Troubleshoot Chained SQL Server CTE

By:   |   Updated: 2024-10-16   |   Comments (8)   |   Related: > Common Table Expressions


Problem

I started using Common Table Expressions (CTEs) in Oracle before Microsoft SQL Server and found them easier to read than a derived table. Something about reading from the top down just clicked in my brain. As the years have passed, I'm less of a fan for one reason: troubleshooting a chained CTE with several links is hard—especially when it's someone else's code. Even the ones I wrote years ago fill me with unease when something breaks. Is there an easier way to break down each link in the chain when things go wrong?

Solution

This SQL tutorial will explore how chained CTEs might make troubleshooting code harder. The process can be further complicated if your developers like using local variables. Next, we'll look at using a temporary table as a substitute. But what are the trade-offs of using a temporary table versus a CTE? Also, should you stop using CTEs altogether? These are a few of the questions I'll address throughout this article.

Defining Terms

Before diving in, let's define each element we'll examine in this article. Since countless articles have already been written about CTEs, my intent is not to write another one. Instead, I want to highlight the differences between a derived table and a subquery since those terms are often confused. Below, I've defined all three of them.

SQL Common Table Expression

A Common Table Expression (CTE) is like a derived table but is defined top-down. It's often described as a temporary result set that's only accessible within the query where it's defined. Unlike a temporary table, SQL Server doesn't store the results, so you can't reuse them outside the query.

Below is a simple CTE example. This query retrieves the salesperson who made the most recent sale of each unique product from product category 2.

________________________

PROBLEM A>
Translate this sentence from the article on chained CTEs into Spanish: "Unlike a temporary table, SQL Server doesn't store the results, so you can't reuse them outside the query."
PROBLEM B>
Copy the part of the article on chained CTEs starting with "Before diving in, let's" and going on through "three of them.", replacing "derived table" with "inline view".
PROBLEM C>
In the article on chained CTEs, which database did the writer use CTEs in before Microsoft SQL Server?
Work from the article on chained CTEs alone.

DATASET EXTRACT>
________________________

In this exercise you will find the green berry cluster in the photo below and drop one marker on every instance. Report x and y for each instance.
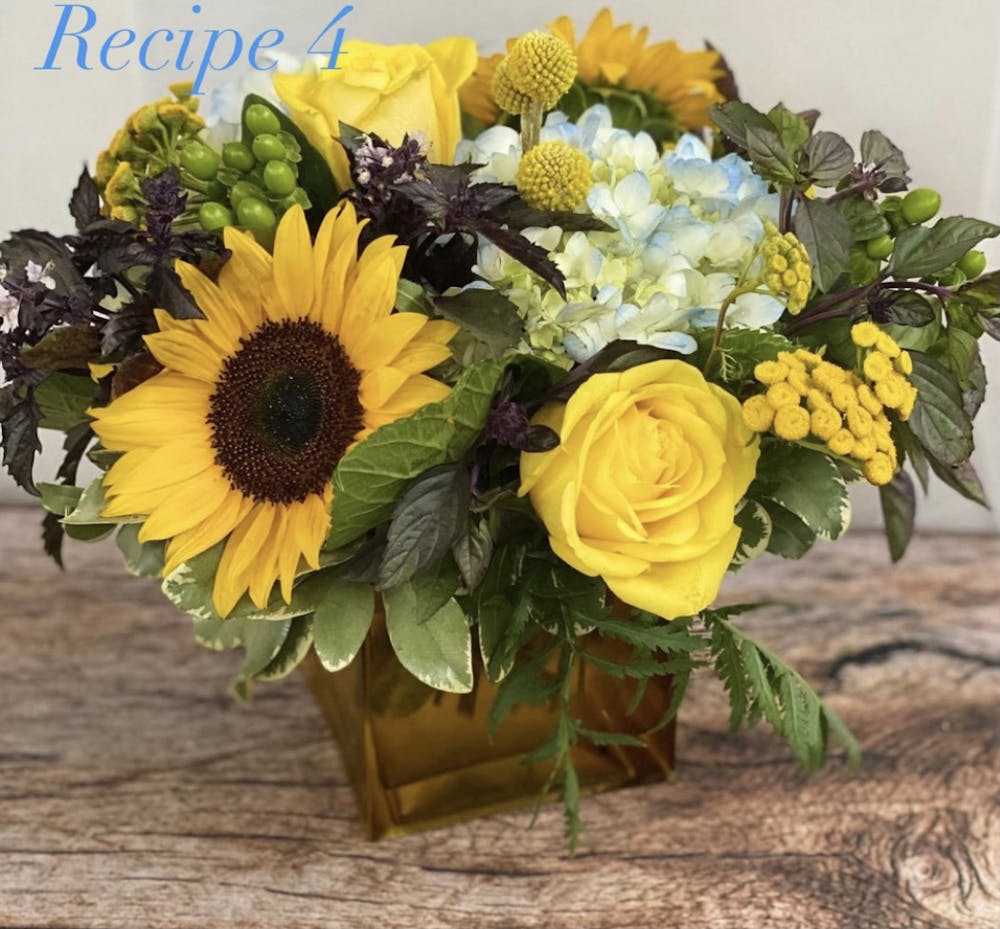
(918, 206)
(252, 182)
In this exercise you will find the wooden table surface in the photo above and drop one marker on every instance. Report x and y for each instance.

________________________

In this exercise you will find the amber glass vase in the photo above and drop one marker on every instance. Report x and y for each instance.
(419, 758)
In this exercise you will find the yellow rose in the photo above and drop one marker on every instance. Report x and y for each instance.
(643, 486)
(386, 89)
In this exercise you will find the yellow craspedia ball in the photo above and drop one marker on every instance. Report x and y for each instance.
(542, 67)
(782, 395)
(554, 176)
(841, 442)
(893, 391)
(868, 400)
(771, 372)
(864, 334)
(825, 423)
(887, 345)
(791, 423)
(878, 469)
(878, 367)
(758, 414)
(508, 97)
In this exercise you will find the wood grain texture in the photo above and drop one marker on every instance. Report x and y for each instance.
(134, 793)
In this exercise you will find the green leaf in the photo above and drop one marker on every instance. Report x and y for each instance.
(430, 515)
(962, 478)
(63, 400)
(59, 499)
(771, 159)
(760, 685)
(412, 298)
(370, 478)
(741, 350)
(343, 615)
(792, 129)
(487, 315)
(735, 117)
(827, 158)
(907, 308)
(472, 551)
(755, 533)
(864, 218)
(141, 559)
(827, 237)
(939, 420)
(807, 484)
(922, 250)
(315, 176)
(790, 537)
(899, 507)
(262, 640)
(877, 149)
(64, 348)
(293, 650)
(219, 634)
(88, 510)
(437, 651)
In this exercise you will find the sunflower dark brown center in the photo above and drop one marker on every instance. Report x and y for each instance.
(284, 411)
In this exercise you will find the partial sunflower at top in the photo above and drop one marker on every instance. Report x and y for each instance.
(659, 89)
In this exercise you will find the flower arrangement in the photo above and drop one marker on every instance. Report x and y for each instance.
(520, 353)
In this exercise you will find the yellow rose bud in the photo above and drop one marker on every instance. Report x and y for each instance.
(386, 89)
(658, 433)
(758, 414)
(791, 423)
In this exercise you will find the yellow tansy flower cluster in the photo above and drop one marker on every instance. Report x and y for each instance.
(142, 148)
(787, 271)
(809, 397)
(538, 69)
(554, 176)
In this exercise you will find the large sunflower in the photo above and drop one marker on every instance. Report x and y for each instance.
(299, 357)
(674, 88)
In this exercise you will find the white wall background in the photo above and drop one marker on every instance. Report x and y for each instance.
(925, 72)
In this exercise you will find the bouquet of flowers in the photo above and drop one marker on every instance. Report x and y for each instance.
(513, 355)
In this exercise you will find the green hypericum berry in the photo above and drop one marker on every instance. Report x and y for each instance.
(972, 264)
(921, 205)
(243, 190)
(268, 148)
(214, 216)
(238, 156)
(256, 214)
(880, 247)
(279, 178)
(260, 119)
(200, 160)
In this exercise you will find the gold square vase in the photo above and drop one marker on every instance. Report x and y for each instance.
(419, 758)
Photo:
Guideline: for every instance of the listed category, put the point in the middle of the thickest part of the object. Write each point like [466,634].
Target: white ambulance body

________________________

EXERCISE OUTPUT A>
A diferencia de una tabla temporal, SQL Server no almacena los resultados, por lo que no puedes reutilizarlos fuera de la consulta.

EXERCISE OUTPUT B>
Before diving in, let's define each element we'll examine in this article. Since countless articles have already been written about CTEs, my intent is not to write another one. Instead, I want to highlight the differences between a inline view and a subquery since those terms are often confused. Below, I've defined all three of them.

EXERCISE OUTPUT C>
Oracle.